Questions:
#1 For the passage on basement membrane invasion, say whether each statement agrees with it, answering yes or no and quoting the deciding words: (a) The clinical trials targeting MMPs in metastatic cancers succeeded. (b) Basement membrane was still displaced in unc-40 mutants. (c) Loss of zmp-1 causes an obvious phenotype.
#2 Resume the passage on basement membrane invasion, writing on from its last sentence.

Passage for review:
▬▬▬
The Invasive Protrusion Displaces Basement Membrane

Based on the presence of type IV collagen degradation products and the expression of proteases near sites of invasion in vivo and in vitro, it has been proposed that basement membrane is degraded and dissolved during invasion.,– These observations led to extensive clinical trials to target matrix metalloproteinases (MMPs) in a wide range of metastatic cancers. These clinical trials were unfortunately unsuccessful, but the reasons were unclear. By utilizing a photo-convertible form of laminin and type IV collagen and optically highlighting the basement membrane that the AC crossed during invasion, we surprisingly found that the basement was physically displaced by the invasive protrusion. These observations implicate the contribution of a protease-independent mechanism for basement membrane removal. Quantification of displaced basement membrane was difficult to precisely determine; however, leaving open the possibility of proteases also being a factor in successful invasion. We speculate that the physical pressure from the enlarging protrusion provides the mechanical force to push against basement membrane and widen the gap during protrusion growth. This would account for the 2-fold greater rate of basement membrane removal in wild-type animals with an invasive protrusion. Notably, however, basement membrane was still displaced in unc-40 mutants, albeit at a reduced rate, indicating that another mechanism for physical displacement acts in parallel to the growing protrusion.

The role of proteases during basement membrane invasion has been controversial. While apparently required for invasion in in vitro and ex vivo invasion assays,, an essential role for proteases has not been demonstrated in vivo despite extensive knockout experiments of MMPs and other protease families in mouse genetic models., Importantly, our observations do not rule out the involvement of proteases in AC invasion. In fact, we’ve previously found that the AC expresses zmp-1, a matrix metalloproteinase. Although loss of zmp-1 has no apparent phenotype, it might function redundantly with other proteases. The C. elegans genome encodes nearly 300 genes with predicted protease or protease inhibitor domains, making the identification of proteases required for AC invasion a daunting task. Profiling the gene expression of the AC using single cell isolation techniques will likely narrow this list. Combined knockdown of key protease gene families, such as the MMP’s, ADAMS, and cathepsins, may also provide insight. Further, sensitized screening combined with analysis of basement membrane dynamics may also reveal roles for proteases. Given the expression of zmp-1 in the AC during invasion, it seems plausible that proteases and physical forces cooperatively mediate basement membrane invasion, as they appear to do during the movement of migratory fibroblasts and cancer cells through the less dense, fibrillar type I collagen-rich interstitial matrix.
▬▬▬
[Dataset excerpts]
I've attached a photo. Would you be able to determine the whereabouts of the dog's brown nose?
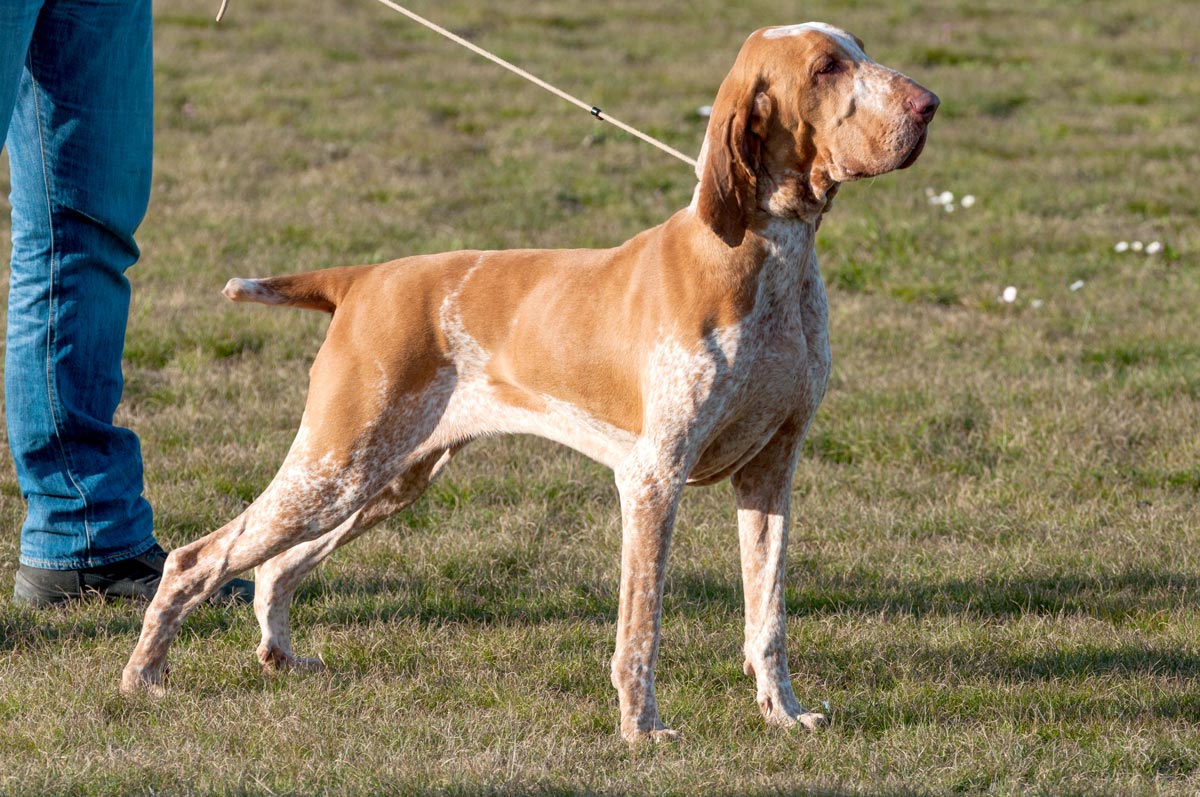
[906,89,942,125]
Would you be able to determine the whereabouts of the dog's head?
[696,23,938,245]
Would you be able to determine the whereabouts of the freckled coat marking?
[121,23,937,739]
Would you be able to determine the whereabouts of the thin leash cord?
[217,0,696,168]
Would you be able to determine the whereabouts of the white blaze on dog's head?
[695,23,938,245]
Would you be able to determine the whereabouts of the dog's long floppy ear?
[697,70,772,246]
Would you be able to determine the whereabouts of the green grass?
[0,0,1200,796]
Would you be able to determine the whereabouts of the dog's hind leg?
▬▬▬
Answers to the exercise:
#1
(a) No: "These clinical trials were unfortunately unsuccessful"
(b) Yes: "basement membrane was still displaced in unc-40 mutants, albeit at a reduced rate"
(c) No: "Although loss of zmp-1 has no apparent phenotype"

#2
Perspectives

Our real-time analysis of AC invasion has established the physiological relevance of invadopodia in basement membrane invasion and suggests that invadopodia are conserved structures that are utilized by invasive cells to breach basement membranes in both normal developmental events as well as diseases such as cancer. Further, we have discovered an UNC-40 (DCC)-mediated mechanism that guides invasive protrusion formation through a single basement membrane breach. The netrin-1 ligand is highly expressed in metastatic cancers– and stimulates invasion in many tumor cell lines assayed in vitro and ex vivo.– These results suggest that the vertebrate DCC receptor may play a conserved role in guiding invasion. Many outstanding questions regarding the specification, formation, and regulation of invadopodia, as well as the role of proteases and physical forces in removing and remodeling basement membrane during invasion remain unanswered. With its rapid forward genetics and amenability to high-resolution real-time microscopy, we expect C. elegans AC invasion will help answer many of these questions and provide important novel insights into the fundamental and fascinating way that cells breach and traverse basement membrane barriers.